::: ページ

説明

太陽光高反射塗料用着色顔料

【課題】可視光線から近赤外線に至る波長領域の太陽光を高反射し、しかも、経済的な素材による環境保全型の太陽光高反射塗料用着色顔料を提供する。
【解決手段】本発明は、白色無機顔料の粒子表面に酸化鉄顔料微粒子が海島構造に固着している着色顔料であって、可視光から近赤外光に至る波長領域の高反射性と彩色性を兼ね備えてしていることを特徴とする太陽光高反射塗料用着色顔料である。また、本発明の着色顔料は、体質顔料などの白色無機顔料と酸化鉄微粒子を素材にしているので、経済性および環境保全性に優れた太陽光高反射塗料用着色顔料である。

【発明の詳細な説明】
【技術分野】
【0001】
本発明は、可視光線から赤外線に至る波長領域、即ち、380〜780nmおよび780〜2100nmにおける太陽光を効率良く反射することにより、夏の強い太陽光の下で発生している屋根材やアスファルト道路およびビル外壁などの蓄熱を削減してヒートアイランド現象を抑制し、同時に環境に調和した色彩に着色することができる白色無機顔料の粒子表面に着色酸化鉄微粒子が海島模様に固着している構造の着色顔料であって、光線反射性と着色性の機能を兼ね備えていることを特徴とする太陽光高反射塗料用着色顔料に関する。
【背景技術】
【0002】
夏の強い太陽光が都市部にもたらすヒートアイランド現象は、冷房用の電力需要を激増させ、冷房機からの排熱がヒートアイランド現象をさらに増幅しているという深刻な社会問題になっている。そこで、太陽光の日射を反射して道路や建築物の蓄熱を削減するために遮熱性顔料や塗料組成物などの対策が多数提案されている。
【0003】
これら提案には、光反射機能を有する重金属含有無機顔料または有機物の色素や顔料を用いた塗料や塗布膜に関するもの、塗布膜の構造や組み合わせにより光反射効果を増大させる方法、あるいは、白色体が光線を全反射する特性を利用して、白色の有機または無機粒子の表面に有機色素や有機顔料を被覆した遮熱性、高反射性塗料に関するもの等である。
【0004】
白色体を利用する例としては、白色無機粒子の表面にアルコキシシランから生成するオルガノシラン化合物が被覆されており、該被覆にペリレンブラックが付着している複合粒子からなる熱遮蔽性顔料(特許文献1)は、沈降性硫酸バリウムまたは酸化チタンの白色粒子表面にオルガノシラン化合物を被覆し、その上にペリレンブラックが付着している構造の粒子である。

::::::

作業一覧
1. ページの【技術分野】では、可視光線の波長領域は何nmとされていますか。
2. 行の中で、"ledge" という語を含む行はいくつありますか。大文字と小文字は区別し、数だけを答えてください。

::: 記録データ

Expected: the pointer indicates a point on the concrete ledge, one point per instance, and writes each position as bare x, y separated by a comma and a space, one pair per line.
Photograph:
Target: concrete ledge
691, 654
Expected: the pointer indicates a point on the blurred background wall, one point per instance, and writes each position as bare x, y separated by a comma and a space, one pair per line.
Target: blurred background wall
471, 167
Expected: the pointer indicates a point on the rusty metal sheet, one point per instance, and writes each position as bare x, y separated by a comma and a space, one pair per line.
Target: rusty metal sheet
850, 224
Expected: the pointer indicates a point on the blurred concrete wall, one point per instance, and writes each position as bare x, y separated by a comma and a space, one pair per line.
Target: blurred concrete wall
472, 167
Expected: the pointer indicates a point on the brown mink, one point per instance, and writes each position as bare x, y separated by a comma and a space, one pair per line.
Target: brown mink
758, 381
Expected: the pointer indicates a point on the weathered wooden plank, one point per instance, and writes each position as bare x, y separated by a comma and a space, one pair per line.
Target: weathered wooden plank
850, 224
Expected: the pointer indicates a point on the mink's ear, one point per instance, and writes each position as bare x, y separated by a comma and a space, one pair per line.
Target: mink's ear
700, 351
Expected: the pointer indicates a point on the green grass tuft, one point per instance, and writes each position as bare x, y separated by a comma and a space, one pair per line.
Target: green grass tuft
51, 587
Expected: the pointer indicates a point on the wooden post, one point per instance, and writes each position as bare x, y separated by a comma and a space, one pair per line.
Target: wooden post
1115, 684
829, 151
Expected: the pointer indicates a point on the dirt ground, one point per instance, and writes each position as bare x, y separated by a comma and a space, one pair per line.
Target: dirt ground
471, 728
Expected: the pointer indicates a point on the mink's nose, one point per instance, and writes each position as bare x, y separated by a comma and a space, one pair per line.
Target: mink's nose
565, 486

::::::

解答一覧
1. 380〜780nmです。

2. 2